TCP Problem #2 - added cost for premature retry
The TCP RFC includes many dynamic timers that automatically adjust themselves based on real-world performance. This is actually pretty neat. It means if the TCP ACK and response times tend to be longer than normal, then the TCP state-machine slowly increases the delay before retransmission. But I've seen 3 problems with this.

  1. The most effective way to leverage auto-adjust is to include the 12-byte TCP header options that time-stamps all packets. Linux system add this by default and installing one of many PLC engineering tools on your Windows computers causes Windows to also start always using this. The setting generally is global - you either have 40-byte TCP headers or 52-byte TCP headers forever. So for small telemetry packets, this adds a disproportionately large increase in data costs.
  2. Many embedded devices (PLC, RTU and I/O devices) have "hacked" the TCP ACK sub-system to force connection failure to be faster than the standard 3-4 minutes. For example, I worked with one large PLC company which expected TCP sockets failure in less than 1 second, so they forced TCP retransmission in hundreds of msec and without any normal exponential backoff between retries. This is totally unusable over cellular; you will end up with 30% to 90% of your data traffic being premature retries and responses to premature retries. I have literally seen Wireshark/Ethereal traces which are mainly black lines with red text - which is the default color used to show TCP "problems" such as lost-frag, retrans, dup-ack, etc.

Records from a point labeling set
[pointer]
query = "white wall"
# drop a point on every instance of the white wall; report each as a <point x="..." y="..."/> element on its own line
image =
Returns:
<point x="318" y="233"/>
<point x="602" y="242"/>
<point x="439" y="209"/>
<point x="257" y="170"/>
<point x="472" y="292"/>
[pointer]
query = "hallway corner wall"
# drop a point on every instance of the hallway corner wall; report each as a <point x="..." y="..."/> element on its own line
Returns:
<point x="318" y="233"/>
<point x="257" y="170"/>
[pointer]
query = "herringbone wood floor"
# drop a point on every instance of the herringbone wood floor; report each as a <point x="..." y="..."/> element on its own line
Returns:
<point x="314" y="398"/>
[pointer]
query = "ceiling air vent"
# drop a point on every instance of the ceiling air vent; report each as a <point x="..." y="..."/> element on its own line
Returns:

[DIRECTIONS]:
a: In the TCP retry passage, reproduce everything from "2. Many embedded" down to "retrans, dup-ack, etc." word for word.
b: Pick up the passage on premature TCP retries after its last sentence and carry it on.

[ANSWERS TO THE PROBLEMS]:
a:
2. Many embedded devices (PLC, RTU and I/O devices) have "hacked" the TCP ACK sub-system to force connection failure to be faster than the standard 3-4 minutes. For example, I worked with one large PLC company which expected TCP sockets failure in less than 1 second, so they forced TCP retransmission in hundreds of msec and without any normal exponential backoff between retries. This is totally unusable over cellular; you will end up with 30% to 90% of your data traffic being premature retries and responses to premature retries. I have literally seen Wireshark/Ethereal traces which are mainly black lines with red text - which is the default color used to show TCP "problems" such as lost-frag, retrans, dup-ack, etc.

b:
  3. The latency in cellular is abnormal by an order of magnitude. Even browsing the internet or doing a telemetry polling test over DSL/cable broadband averages latencies in the 100-150 msec range. This is what a Windows or Linux defines as "slow/bad" - not the 800 to 3500msec of cellular. So even watching a Windows or Linux TCP state machine auto-adjust the retransmission delay over time, you will not see it achieve a 100% effective setting which eliminates wasted TCP retransmissions. The delay seems to top out
    at about 1.5 to 1.8 seconds, which is just too close to the actual "normal" latency range. So again, use of UDP/IP frees the use user from data costs associated with TCP legacy assumptions - both the main-stream MIS/IT market variety of assumptions and the misapplied IA vendors "speed-ups".

TCP Problem #3 - uncontrollable SYN/Socket Opens

Given the way all cellular systems "park" inactive cellular data devices, it is exceedingly rare to ever see a host app open a new TCP socket without prematurely retrying/retransmitting the SYN packet. This is because one is virtually guaranteed that it will take about 2.5 seconds for the data device to be given active airwave resources and return the SYN+ACK response. This has NOTHING to do with the "always connected" feature Digi and others claim. The data device (even when parked) is fully connected by IP and fully authenticated by the system - it is "always connected". However, the local cell tower only has finite airwave resources, so any device (cell phone or data device) which is idle from 3 to 45 seconds is "parked" without having any preallocated airwave resources. Literally when the TCP "SYN" shows up, the cell tower has to use the control channel to inform the data device to request airwave resources, and after these are requested and allocated the data device can receive and response to the TCP socket open request.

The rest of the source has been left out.